- **WHAT YOU HAVE TO DO**:
Please write out the material below line for line, changing nothing.

- **PROVIDED MATERIAL**:
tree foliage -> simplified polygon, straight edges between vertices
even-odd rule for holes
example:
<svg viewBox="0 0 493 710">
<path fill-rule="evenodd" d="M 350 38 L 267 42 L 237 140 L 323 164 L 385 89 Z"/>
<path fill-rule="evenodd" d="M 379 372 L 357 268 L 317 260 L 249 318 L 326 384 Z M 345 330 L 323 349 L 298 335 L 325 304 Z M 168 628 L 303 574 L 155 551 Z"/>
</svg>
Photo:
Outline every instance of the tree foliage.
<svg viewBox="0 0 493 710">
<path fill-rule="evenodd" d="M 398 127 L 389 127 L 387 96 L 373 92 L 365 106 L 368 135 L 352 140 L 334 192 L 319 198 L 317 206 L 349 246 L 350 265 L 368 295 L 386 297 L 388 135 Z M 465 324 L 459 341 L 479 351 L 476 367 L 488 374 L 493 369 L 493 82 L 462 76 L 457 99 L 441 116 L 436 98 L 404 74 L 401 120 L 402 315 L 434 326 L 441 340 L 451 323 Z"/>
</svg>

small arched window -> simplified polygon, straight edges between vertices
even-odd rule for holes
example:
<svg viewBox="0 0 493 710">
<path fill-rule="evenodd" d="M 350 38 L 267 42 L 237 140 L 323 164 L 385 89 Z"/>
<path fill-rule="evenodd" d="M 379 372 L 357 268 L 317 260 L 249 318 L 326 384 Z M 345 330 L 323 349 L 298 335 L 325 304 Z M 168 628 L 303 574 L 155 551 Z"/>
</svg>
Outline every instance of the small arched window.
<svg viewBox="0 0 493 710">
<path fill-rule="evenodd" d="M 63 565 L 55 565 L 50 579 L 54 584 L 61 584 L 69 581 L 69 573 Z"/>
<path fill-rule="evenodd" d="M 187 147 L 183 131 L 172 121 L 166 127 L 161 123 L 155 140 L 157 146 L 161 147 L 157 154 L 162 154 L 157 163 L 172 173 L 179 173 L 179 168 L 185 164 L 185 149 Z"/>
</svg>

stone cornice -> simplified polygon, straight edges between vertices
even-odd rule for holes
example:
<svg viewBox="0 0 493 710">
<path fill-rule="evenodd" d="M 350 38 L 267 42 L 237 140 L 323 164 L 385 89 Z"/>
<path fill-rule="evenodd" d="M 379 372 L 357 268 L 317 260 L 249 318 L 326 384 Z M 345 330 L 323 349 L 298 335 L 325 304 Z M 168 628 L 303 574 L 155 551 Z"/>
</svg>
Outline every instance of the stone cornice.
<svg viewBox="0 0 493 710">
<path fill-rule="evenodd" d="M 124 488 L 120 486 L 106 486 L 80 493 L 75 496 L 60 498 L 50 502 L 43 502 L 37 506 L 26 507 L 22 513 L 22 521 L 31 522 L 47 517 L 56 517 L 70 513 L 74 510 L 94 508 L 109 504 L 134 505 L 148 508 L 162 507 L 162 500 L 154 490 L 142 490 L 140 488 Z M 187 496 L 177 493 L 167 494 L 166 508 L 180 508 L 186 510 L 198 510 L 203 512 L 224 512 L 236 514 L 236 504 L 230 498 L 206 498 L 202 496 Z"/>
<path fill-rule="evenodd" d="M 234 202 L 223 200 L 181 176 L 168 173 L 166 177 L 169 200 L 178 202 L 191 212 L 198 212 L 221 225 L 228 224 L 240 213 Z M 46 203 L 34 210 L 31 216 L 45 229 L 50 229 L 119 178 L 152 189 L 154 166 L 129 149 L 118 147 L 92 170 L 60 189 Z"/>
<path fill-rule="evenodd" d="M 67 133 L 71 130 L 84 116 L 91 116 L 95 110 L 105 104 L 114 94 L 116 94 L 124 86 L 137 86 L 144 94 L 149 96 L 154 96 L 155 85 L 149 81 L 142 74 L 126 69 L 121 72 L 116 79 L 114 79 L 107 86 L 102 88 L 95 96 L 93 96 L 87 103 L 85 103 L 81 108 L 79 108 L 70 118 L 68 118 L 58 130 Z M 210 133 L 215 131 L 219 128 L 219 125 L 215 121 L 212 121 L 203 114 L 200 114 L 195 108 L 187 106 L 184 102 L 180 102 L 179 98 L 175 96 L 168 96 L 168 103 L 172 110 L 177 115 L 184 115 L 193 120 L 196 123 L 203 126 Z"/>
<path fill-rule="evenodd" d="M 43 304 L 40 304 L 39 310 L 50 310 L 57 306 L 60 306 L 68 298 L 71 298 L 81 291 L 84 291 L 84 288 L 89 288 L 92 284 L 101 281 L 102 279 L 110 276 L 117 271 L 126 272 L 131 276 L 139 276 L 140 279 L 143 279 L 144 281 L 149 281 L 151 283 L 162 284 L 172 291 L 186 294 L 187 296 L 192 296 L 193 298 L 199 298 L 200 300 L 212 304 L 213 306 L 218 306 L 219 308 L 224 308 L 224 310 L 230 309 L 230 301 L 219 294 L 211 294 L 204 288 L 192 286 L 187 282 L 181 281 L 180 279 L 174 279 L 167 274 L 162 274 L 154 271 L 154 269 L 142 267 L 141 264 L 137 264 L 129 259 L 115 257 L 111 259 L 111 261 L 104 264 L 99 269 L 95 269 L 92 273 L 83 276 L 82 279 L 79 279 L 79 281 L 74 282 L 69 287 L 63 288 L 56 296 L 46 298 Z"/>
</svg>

- **ANSWER TO THIS TASK**:
tree foliage -> simplified polygon, straight edges between vertices
even-odd rule for holes
example:
<svg viewBox="0 0 493 710">
<path fill-rule="evenodd" d="M 350 38 L 267 42 L 237 140 L 323 164 L 385 89 Z"/>
<path fill-rule="evenodd" d="M 379 372 L 357 268 L 317 260 L 249 318 L 326 384 Z M 345 330 L 323 349 L 298 335 L 325 304 Z M 168 628 L 303 574 L 155 551 Z"/>
</svg>
Photo:
Outline every instance of the tree foliage.
<svg viewBox="0 0 493 710">
<path fill-rule="evenodd" d="M 398 127 L 389 127 L 387 96 L 373 92 L 365 106 L 368 135 L 352 140 L 334 192 L 319 198 L 317 206 L 349 246 L 350 265 L 368 295 L 386 297 L 388 135 Z M 465 324 L 459 341 L 479 351 L 476 367 L 488 374 L 493 369 L 493 82 L 462 76 L 457 99 L 441 116 L 436 98 L 404 74 L 401 120 L 402 315 L 434 326 L 441 340 L 451 323 Z"/>
</svg>

small arched window -> simplified polygon, straight edges between vertices
even-odd rule for holes
example:
<svg viewBox="0 0 493 710">
<path fill-rule="evenodd" d="M 350 38 L 267 42 L 237 140 L 323 164 L 385 89 Z"/>
<path fill-rule="evenodd" d="M 379 372 L 357 268 L 317 260 L 249 318 L 326 384 Z M 345 330 L 323 349 L 298 335 L 325 304 Z M 168 628 L 303 574 L 155 551 Z"/>
</svg>
Outline every instance of the small arched window.
<svg viewBox="0 0 493 710">
<path fill-rule="evenodd" d="M 63 565 L 55 565 L 50 579 L 54 584 L 61 584 L 69 581 L 69 573 Z"/>
<path fill-rule="evenodd" d="M 187 147 L 183 131 L 172 121 L 166 127 L 161 123 L 155 140 L 157 146 L 161 147 L 157 154 L 162 154 L 157 163 L 172 173 L 179 173 L 179 168 L 185 164 L 185 149 Z"/>
</svg>

stone cornice -> simplified polygon, straight edges between vertices
even-odd rule for holes
example:
<svg viewBox="0 0 493 710">
<path fill-rule="evenodd" d="M 350 38 L 267 42 L 237 140 L 323 164 L 385 89 Z"/>
<path fill-rule="evenodd" d="M 379 372 L 357 268 L 317 260 L 249 318 L 326 384 Z M 345 330 L 323 349 L 298 335 L 325 304 Z M 168 628 L 303 574 L 155 551 Z"/>
</svg>
Outline every instance of the stone cornice.
<svg viewBox="0 0 493 710">
<path fill-rule="evenodd" d="M 124 488 L 120 486 L 106 486 L 80 493 L 75 496 L 60 498 L 50 502 L 43 502 L 37 506 L 26 507 L 22 513 L 22 521 L 31 522 L 47 517 L 56 517 L 70 513 L 74 510 L 94 508 L 109 504 L 134 505 L 148 508 L 162 507 L 162 500 L 154 490 L 142 490 L 140 488 Z M 187 496 L 177 493 L 167 494 L 166 508 L 180 508 L 186 510 L 198 510 L 203 512 L 224 512 L 236 514 L 236 504 L 230 498 L 206 498 L 202 496 Z"/>
<path fill-rule="evenodd" d="M 234 202 L 223 200 L 181 176 L 168 173 L 166 177 L 169 200 L 178 202 L 191 212 L 198 212 L 221 225 L 228 224 L 240 213 Z M 46 203 L 34 210 L 31 216 L 45 229 L 50 229 L 119 178 L 152 189 L 154 166 L 129 149 L 118 147 L 92 170 L 60 189 Z"/>
<path fill-rule="evenodd" d="M 67 133 L 71 130 L 84 116 L 91 116 L 95 110 L 105 104 L 114 94 L 116 94 L 124 86 L 137 86 L 144 94 L 149 96 L 154 96 L 155 85 L 149 81 L 142 74 L 126 69 L 121 72 L 116 79 L 114 79 L 107 86 L 102 88 L 95 96 L 93 96 L 87 103 L 85 103 L 81 108 L 79 108 L 70 118 L 68 118 L 58 130 Z M 210 133 L 215 131 L 219 128 L 219 125 L 215 121 L 212 121 L 203 114 L 200 114 L 195 108 L 187 106 L 184 102 L 180 102 L 179 98 L 175 96 L 168 96 L 168 103 L 172 110 L 177 115 L 184 115 L 193 120 L 196 123 L 203 126 Z"/>
<path fill-rule="evenodd" d="M 43 304 L 40 304 L 39 310 L 50 310 L 57 306 L 60 306 L 68 298 L 71 298 L 81 291 L 84 291 L 84 288 L 89 288 L 92 284 L 101 281 L 102 279 L 110 276 L 117 271 L 126 272 L 131 276 L 139 276 L 140 279 L 143 279 L 144 281 L 149 281 L 151 283 L 162 284 L 172 291 L 186 294 L 187 296 L 192 296 L 193 298 L 199 298 L 200 300 L 212 304 L 213 306 L 218 306 L 219 308 L 224 308 L 224 310 L 230 309 L 230 301 L 219 294 L 211 294 L 204 288 L 192 286 L 187 282 L 181 281 L 180 279 L 174 279 L 167 274 L 162 274 L 154 271 L 154 269 L 142 267 L 141 264 L 137 264 L 129 259 L 115 257 L 111 259 L 111 261 L 104 264 L 99 269 L 95 269 L 92 273 L 83 276 L 82 279 L 79 279 L 79 281 L 74 282 L 69 287 L 63 288 L 56 296 L 46 298 Z"/>
</svg>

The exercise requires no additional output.